Task goal
Extract each line of the data below exactly as written.

============================================================

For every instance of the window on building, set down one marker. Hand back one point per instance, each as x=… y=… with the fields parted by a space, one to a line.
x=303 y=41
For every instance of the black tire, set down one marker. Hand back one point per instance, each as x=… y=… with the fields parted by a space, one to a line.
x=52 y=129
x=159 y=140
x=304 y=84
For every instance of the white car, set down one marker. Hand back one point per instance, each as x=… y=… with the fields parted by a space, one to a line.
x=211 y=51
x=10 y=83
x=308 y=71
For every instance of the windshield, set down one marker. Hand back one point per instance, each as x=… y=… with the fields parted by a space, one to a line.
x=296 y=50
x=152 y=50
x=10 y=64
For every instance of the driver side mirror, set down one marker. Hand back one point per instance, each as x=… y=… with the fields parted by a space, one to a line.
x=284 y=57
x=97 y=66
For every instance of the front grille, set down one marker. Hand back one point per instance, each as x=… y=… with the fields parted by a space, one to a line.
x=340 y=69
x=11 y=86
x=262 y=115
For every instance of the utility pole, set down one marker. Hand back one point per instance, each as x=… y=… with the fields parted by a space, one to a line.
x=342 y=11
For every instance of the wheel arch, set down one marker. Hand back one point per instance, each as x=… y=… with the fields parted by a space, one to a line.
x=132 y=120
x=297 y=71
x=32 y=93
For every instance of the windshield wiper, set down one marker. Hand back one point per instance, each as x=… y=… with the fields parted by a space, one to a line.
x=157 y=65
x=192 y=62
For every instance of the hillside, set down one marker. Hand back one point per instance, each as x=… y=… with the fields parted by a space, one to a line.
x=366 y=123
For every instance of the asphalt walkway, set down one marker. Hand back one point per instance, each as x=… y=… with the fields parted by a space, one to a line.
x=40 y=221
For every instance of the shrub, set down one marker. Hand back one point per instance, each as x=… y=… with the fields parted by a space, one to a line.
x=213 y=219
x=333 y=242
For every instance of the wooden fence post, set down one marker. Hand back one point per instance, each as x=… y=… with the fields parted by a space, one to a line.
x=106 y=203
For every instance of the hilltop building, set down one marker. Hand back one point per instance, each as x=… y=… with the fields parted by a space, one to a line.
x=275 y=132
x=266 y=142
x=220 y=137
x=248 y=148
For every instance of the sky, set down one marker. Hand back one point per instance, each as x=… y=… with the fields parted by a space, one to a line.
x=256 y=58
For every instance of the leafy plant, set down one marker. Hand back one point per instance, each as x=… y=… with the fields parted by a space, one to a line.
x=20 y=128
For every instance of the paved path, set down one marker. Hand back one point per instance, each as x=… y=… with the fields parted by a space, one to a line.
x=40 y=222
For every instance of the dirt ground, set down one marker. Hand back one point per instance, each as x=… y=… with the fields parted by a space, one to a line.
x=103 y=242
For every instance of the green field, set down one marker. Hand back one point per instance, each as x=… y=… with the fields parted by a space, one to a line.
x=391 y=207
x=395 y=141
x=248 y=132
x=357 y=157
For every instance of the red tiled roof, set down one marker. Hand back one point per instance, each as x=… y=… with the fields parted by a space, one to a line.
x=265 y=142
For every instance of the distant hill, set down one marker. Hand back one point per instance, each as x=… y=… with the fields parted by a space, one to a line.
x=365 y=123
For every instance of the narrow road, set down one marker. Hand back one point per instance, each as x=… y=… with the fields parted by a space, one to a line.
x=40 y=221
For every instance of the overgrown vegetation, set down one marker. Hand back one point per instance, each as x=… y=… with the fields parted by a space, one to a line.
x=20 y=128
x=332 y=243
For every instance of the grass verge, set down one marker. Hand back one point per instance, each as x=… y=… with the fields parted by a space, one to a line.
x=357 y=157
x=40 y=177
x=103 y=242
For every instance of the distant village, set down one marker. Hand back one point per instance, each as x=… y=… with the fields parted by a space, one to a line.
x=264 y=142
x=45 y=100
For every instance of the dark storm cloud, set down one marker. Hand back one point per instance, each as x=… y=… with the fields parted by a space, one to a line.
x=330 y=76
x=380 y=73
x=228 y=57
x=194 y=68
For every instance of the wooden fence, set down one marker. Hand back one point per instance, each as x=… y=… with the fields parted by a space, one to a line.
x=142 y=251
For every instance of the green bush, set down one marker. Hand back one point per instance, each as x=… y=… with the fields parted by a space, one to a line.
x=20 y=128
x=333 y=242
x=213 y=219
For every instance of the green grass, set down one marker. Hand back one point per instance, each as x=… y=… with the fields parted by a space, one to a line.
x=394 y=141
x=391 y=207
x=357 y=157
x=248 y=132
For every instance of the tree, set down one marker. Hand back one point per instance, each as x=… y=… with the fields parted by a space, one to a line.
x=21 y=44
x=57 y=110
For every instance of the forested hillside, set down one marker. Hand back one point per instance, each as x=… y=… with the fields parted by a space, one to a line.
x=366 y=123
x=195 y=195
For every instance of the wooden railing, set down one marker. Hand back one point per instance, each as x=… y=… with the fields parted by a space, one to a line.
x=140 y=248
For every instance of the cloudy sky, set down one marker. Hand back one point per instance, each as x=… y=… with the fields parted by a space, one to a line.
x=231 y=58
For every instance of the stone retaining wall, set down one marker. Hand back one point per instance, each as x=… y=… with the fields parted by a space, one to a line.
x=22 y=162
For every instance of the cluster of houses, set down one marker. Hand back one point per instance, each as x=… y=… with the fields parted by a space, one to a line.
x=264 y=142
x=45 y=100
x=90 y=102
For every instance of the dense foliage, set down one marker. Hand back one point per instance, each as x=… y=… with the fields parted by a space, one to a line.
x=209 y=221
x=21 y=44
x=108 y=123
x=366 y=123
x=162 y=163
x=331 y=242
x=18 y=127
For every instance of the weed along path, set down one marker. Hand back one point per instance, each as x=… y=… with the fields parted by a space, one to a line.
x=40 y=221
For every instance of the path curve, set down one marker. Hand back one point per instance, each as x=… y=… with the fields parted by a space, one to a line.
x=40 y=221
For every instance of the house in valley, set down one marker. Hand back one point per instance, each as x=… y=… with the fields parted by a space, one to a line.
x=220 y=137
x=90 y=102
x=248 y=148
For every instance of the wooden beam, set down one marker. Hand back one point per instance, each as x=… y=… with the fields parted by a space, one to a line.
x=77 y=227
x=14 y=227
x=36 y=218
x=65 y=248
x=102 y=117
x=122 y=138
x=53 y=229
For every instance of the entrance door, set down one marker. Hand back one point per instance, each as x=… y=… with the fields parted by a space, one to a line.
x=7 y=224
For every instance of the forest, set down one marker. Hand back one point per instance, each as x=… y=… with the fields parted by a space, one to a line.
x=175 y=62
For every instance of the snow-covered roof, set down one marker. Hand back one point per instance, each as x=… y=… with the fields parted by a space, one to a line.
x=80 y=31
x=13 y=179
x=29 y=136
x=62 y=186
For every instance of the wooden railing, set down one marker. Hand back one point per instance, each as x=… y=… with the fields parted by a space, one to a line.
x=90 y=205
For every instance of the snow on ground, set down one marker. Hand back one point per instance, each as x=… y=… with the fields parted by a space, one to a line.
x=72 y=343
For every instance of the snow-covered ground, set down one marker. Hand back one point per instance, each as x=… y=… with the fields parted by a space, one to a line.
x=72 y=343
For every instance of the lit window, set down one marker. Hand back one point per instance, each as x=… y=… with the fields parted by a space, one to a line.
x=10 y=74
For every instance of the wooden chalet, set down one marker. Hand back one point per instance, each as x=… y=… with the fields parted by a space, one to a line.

============================================================

Response to this task
For every instance of the window on building, set down one marker. Hand back one point per instance, each as x=… y=… with the fields parted by a space, one to a line.
x=303 y=41
For every instance of the black tire, set down one marker. Hand back one point per instance, each as x=… y=… with the fields parted by a space, one to a line.
x=52 y=129
x=159 y=140
x=304 y=84
For every instance of the white car, set down one marker. Hand back one point per instance, each as x=… y=… with the fields parted by a space, one to a line.
x=211 y=51
x=10 y=83
x=308 y=71
For every instance of the windshield, set down one marker. Hand back one point per instance, each as x=… y=… with the fields parted by a space, one to a line.
x=296 y=50
x=152 y=50
x=10 y=64
For every instance of the driver side mirror, set down one marker. Hand back one point per instance, each as x=… y=… with the fields parted by a space, one to a line.
x=284 y=57
x=97 y=66
For every instance of the front grille, set down one marker. Hand back one point per instance, each as x=… y=… with the fields parted by a space, one to a line.
x=340 y=69
x=11 y=86
x=262 y=115
For every instance of the utility pole, set down one marker. Hand back one point per instance, each as x=… y=… with the fields parted by a space, one to a line.
x=342 y=11
For every instance of the wheel arch, set down one marker. Hand back one point per instance, each as x=… y=… with the fields parted by a space, one to a line.
x=132 y=120
x=297 y=71
x=32 y=93
For every instance of the windshield wiper, set down one marker. Hand back one point per instance, each as x=… y=… with the fields parted by a space, one to a line.
x=157 y=65
x=192 y=62
For every instance of the hillside, set down one marker. Hand back one point per instance, each as x=… y=… with the fields parted by a space, one to a line.
x=366 y=123
For every instance of the asphalt walkway, set down one marker. Hand back one point per instance, each as x=… y=… with the fields parted by a space, one to a line.
x=40 y=221
For every instance of the shrub, set down one marker. Hand back one point per instance, each as x=… y=… with the fields parted by a space, one to a line.
x=213 y=219
x=333 y=242
For every instance of the wooden fence post, set down one marker. Hand back one point per instance, each as x=… y=… with the fields parted by a space, one to a line.
x=106 y=203
For every instance of the hilltop building, set down one marker. Hand back one point per instance, each as x=… y=… with the fields parted by a space, one to a line.
x=275 y=132
x=266 y=142
x=220 y=137
x=248 y=148
For every instance of the sky, set down one marker. Hand back one point per instance, each as x=… y=… with the fields parted by a space, one to a line.
x=256 y=58
For every instance of the leafy plant, set down one marker. Hand back one point per instance, each as x=… y=… with the fields parted by a space, one to a line.
x=20 y=128
For every instance of the paved path, set down one marker. Hand back one point per instance, each as x=… y=… with the fields parted by a space, one to a line.
x=40 y=222
For every instance of the dirt ground, set down one marker. Hand back one point per instance, each as x=… y=… with the fields parted by a space, one to a line.
x=103 y=242
For every instance of the green field, set down one marker. Hand back one point per instance, each as x=… y=… with the fields parted by a space, one to a line.
x=391 y=207
x=395 y=141
x=248 y=132
x=357 y=157
For every instance of the red tiled roof, set down one marker. Hand back one point per instance, each as x=… y=… with the fields parted by a space, one to a line.
x=265 y=142
For every instance of the distant hill, set down one marker. Hand back one point per instance, each as x=… y=… with the fields parted by a space, one to a line.
x=365 y=123
For every instance of the narrow road, set down one marker. Hand back one point per instance, each as x=… y=… with the fields parted by a space, one to a line.
x=40 y=221
For every instance of the overgrown vegetation, set down one marker. Hand back one point per instance, each as x=… y=… with the fields parted by a space, one to a line.
x=20 y=128
x=332 y=243
For every instance of the grass verge, set down one marker. Hand back one point per instance, each as x=… y=… with the fields parted by a space, one to a line.
x=357 y=157
x=40 y=177
x=103 y=242
For every instance of the distant village, set down one marker. Hand back one point per instance, each as x=… y=… with the fields parted by a space, one to a line.
x=264 y=142
x=45 y=100
For every instance of the dark storm cloud, set down one marker. Hand back one point per instance, each as x=… y=… with the fields parted by a space, one to a line.
x=330 y=76
x=380 y=73
x=228 y=57
x=194 y=68
For every instance of the wooden fence, set down one marker. Hand back one point per instance, each as x=… y=… with the fields parted by a space, one to a line.
x=142 y=251
For every instance of the green bush, set down one marker. Hand back one point per instance, each as x=… y=… with the fields parted by a space, one to a line.
x=20 y=128
x=333 y=242
x=213 y=219
For every instance of the green grass, set down one marker. Hand back one point per instance, each as x=… y=… with the fields parted by a space, one to a line.
x=394 y=141
x=391 y=207
x=357 y=157
x=248 y=132
For every instance of the tree, set down one marker. Hand back one point per instance, each as x=… y=… with the fields parted by a space, one to a line.
x=21 y=44
x=57 y=110
For every instance of the forested hillside, set down one marker. Hand back one point per instance, each as x=… y=… with the fields parted by a space, one to a line.
x=366 y=123
x=195 y=195
For every instance of the wooden railing, set down one marker. Hand back one point per instance, each as x=… y=… with the fields parted by a space, one to a line.
x=140 y=248
For every instance of the cloudy sky, set down one marker. Hand back one point per instance, each as x=… y=… with the fields parted by a space, one to a line.
x=231 y=58
For every instance of the stone retaining wall, set down one marker. Hand back one point per instance, each as x=… y=… with the fields parted by a space, one to a line.
x=22 y=162
For every instance of the cluster of houses, set down one marker. Hand back one point per instance, each as x=… y=… with the fields parted by a space, one to a line.
x=264 y=142
x=45 y=100
x=90 y=102
For every instance of the dense foliage, set down one marker. Hand back one point per instance, each as x=… y=… with the fields parted by a space, one to a line.
x=209 y=221
x=21 y=44
x=108 y=123
x=366 y=123
x=162 y=163
x=331 y=242
x=18 y=127
For every instance of the weed along path, set down one marker. Hand back one point per instance, each as x=… y=… with the fields parted by a space, one to a line.
x=40 y=221
For every instance of the path curve, set down one marker. Hand back one point per instance, each as x=… y=… with the fields parted by a space, one to a line.
x=40 y=221
For every instance of the house in valley, set down one marker. Hand back one point per instance, each as x=… y=… with the fields parted by a space, one to a line.
x=220 y=137
x=90 y=102
x=248 y=148
For every instance of the wooden beam, set down one marker. Hand back one point per instance, each as x=… y=… with the fields parted by a space, one to a line.
x=77 y=227
x=14 y=227
x=36 y=218
x=65 y=248
x=102 y=117
x=122 y=138
x=53 y=229
For every instance of the entrance door, set down one marker. Hand back one point per instance, each as x=… y=… with the fields parted by a space, one to a line.
x=7 y=224
For every instance of the forest, set down one marker. Hand back one point per instance, each as x=… y=… with the fields parted by a space, one to a line.
x=175 y=62
For every instance of the snow-covered roof, set down one marker. Hand back one point per instance, each as x=… y=… with the fields parted by a space, one to a line.
x=80 y=31
x=13 y=179
x=29 y=136
x=62 y=186
For every instance of the wooden railing, set down one marker. Hand back one point per instance, each as x=… y=… with the fields parted by a space, one to a line.
x=90 y=205
For every instance of the snow on ground, set down one marker. Hand back one point per instance, each as x=… y=… with the fields parted by a space, one to a line.
x=72 y=343
For every instance of the snow-covered ground, set down one marker. Hand back one point per instance, each as x=… y=… with the fields parted by a space, one to a line.
x=72 y=343
For every instance of the lit window, set down one marker. Hand back one point per instance, each as x=… y=… with the fields parted by a space, one to a line.
x=10 y=74
For every instance of the wooden chalet, set down one marker. Hand back one point per instance, each as x=… y=… with the fields parted by a space, one to a line.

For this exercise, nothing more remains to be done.